## [Task to complete]
Print every line of the data below verbatim, omitting the pictures.
◇ ◇ ◇ ◇ ◇ ◇ ◇
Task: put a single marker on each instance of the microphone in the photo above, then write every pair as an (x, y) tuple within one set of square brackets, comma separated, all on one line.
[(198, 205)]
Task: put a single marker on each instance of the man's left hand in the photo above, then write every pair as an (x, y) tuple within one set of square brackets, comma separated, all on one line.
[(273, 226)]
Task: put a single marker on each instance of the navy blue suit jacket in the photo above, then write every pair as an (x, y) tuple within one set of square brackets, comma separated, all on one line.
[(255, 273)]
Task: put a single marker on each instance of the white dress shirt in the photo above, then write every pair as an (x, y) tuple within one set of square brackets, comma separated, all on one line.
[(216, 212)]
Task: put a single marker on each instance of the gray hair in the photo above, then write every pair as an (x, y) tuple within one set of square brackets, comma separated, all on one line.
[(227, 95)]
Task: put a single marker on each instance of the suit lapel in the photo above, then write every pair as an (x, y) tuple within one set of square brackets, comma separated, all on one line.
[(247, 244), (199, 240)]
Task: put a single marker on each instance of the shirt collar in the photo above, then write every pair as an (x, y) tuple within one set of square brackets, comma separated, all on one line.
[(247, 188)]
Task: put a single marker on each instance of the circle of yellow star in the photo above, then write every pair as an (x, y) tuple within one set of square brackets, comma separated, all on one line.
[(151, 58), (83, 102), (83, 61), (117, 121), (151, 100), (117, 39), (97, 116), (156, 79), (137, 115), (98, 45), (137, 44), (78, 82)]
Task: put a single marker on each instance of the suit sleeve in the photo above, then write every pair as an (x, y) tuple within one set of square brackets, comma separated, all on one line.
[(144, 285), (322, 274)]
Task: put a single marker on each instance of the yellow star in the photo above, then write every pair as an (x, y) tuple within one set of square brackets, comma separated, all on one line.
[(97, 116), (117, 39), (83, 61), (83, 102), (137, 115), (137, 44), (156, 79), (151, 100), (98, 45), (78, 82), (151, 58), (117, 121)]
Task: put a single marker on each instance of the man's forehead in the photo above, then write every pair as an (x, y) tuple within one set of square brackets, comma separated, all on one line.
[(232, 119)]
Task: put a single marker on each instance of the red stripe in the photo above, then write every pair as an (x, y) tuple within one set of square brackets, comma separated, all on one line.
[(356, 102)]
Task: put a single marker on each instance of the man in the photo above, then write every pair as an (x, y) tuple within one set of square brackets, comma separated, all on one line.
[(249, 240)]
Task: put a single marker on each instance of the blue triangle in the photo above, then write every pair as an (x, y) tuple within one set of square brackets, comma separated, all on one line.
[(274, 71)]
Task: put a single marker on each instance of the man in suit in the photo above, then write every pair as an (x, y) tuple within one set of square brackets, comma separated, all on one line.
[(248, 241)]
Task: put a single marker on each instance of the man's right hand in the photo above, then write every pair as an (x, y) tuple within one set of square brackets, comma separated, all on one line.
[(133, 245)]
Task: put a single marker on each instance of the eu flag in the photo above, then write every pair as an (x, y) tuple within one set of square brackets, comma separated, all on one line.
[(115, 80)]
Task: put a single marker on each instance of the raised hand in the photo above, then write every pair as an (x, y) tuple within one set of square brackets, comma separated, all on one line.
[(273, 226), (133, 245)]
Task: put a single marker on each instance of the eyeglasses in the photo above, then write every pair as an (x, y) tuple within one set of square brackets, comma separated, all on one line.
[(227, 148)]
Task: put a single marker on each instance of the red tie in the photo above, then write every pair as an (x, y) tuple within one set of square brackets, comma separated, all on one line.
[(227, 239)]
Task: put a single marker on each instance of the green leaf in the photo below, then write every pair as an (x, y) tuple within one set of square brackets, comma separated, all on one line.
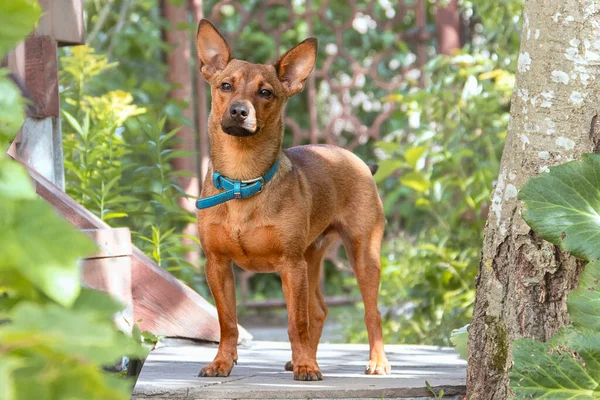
◇ ◇ ◇ ◇ ◇ ◇ ◇
## [Exercise result]
Task: put a single marker on each instance of the microphone in the photo above, then write every pair as an (x, y) tuple within one set of square brackets, comma separated, all on one line.
[(198, 205)]
Task: put a single marker on each instance of the man's left hand in the photo above, then write every pair as an (x, y) tuple within one set of square brackets, comma separated, all on one line.
[(273, 226)]
Task: put a single marker on each instance of the navy blue suit jacket in the photo above, then write every pair as an (x, y) tuple within one set of square brackets, comma separated, all on one line.
[(255, 273)]
Task: put a single marker on each instance of the white dress shirt in the photo above, then write every pair as an (x, y) tuple within one set of square brackets, comma separated, all on one line.
[(216, 212)]
Task: put a single marker on each instance of the gray hair in the photo above, then write every pair as an (x, y) tuple within one set of square brackets, comma separated, all on one line.
[(227, 95)]
Task: put a single marker on each instance of the suit lapel in the photo above, then write every pair as an (x, y) tuple within one set of square brackets, comma separated, all on one line.
[(247, 244), (199, 240)]
Task: put a single marker on each instance of the shirt collar in the photo above, then write every pair as an (x, y) tuple within one set of square brackets, comma separated, all on one line.
[(247, 188)]
Task: put a single marker on each instance of the circle of yellow star in the photo above, then write every pair as an (x, y) tuple within one set of square brackets, comma separated, all on one line.
[(151, 58), (83, 102), (83, 61), (117, 121), (151, 100), (117, 39), (97, 116), (156, 79), (137, 115), (98, 45), (137, 44), (78, 82)]
Task: put a single marker on each instance of the suit sleeve in the photo above, then write every pair as an (x, y) tuple within one set of square brackets, comma separated, all on one line.
[(144, 285), (322, 274)]
Task: put a single marker on each instance of the yellow star in the photo above, then write every pair as an (x, y) tuple within one set of square brackets, comma separated, all on one line.
[(97, 116), (117, 39), (83, 61), (83, 102), (137, 115), (137, 44), (156, 79), (151, 100), (98, 45), (78, 82), (151, 58), (117, 121)]
Task: put a single marker on each instance of the man's forehead in the photo above, then write every pair as an (x, y) tuple within one set of square brackets, comma separated, all on one line.
[(232, 119)]
Task: put a single marker on each instance of the red stripe in the photo above, then write every pair as an (x, y) tuple within one set of square brackets, comma separated, all on one line.
[(356, 102)]
Task: put a single marker on each instance of the man in the photo above, then write every pair as an (x, y) tuple within one set of square brackets, comma separated, all on one line.
[(249, 240)]
Task: put a single marker on each instance of the blue triangle in the photo above, then write every pair as an (x, y) tuple within one set of square brackets, comma separated, all on one line.
[(274, 71)]
Task: put a single marker on each instance of the man in suit in the photo above, then write every pair as an (x, y) tuple within one set of square brackets, comma separated, all on one line.
[(248, 241)]
Task: put a single marker on each instance of the man's right hand in the photo above, then write every pair as an (x, y) tuple within one set of square brackets, comma separated, all on one line.
[(133, 245)]
Task: put a single marker on each instance of the eu flag in the photo above, then write every pair as an (x, y) tuple within one set of square brackets, comma separated, all on one line.
[(115, 80)]
Task: put a single marker on each instance of the raised hand in the photo above, then write every pair as an (x, y) tuple within one set of square brackets, comma separated, all on one line.
[(273, 226), (133, 245)]
Task: put a single marker on each instance of the eyeglasses in the photo above, then write every pair as an (x, y) tuple within one set of square brackets, comma separated, all on one line.
[(227, 148)]
Task: put a single marker on each instance of the red tie in the photo above, then write every pair as an (x, y) tuple within one set of square brackets, comma separated, all on one line.
[(227, 239)]
Task: put a single marker on each instance of the green leaf in the photo below, then write every pair as an (x, y) tuple within one set of square brackets, comma separated, all on one line.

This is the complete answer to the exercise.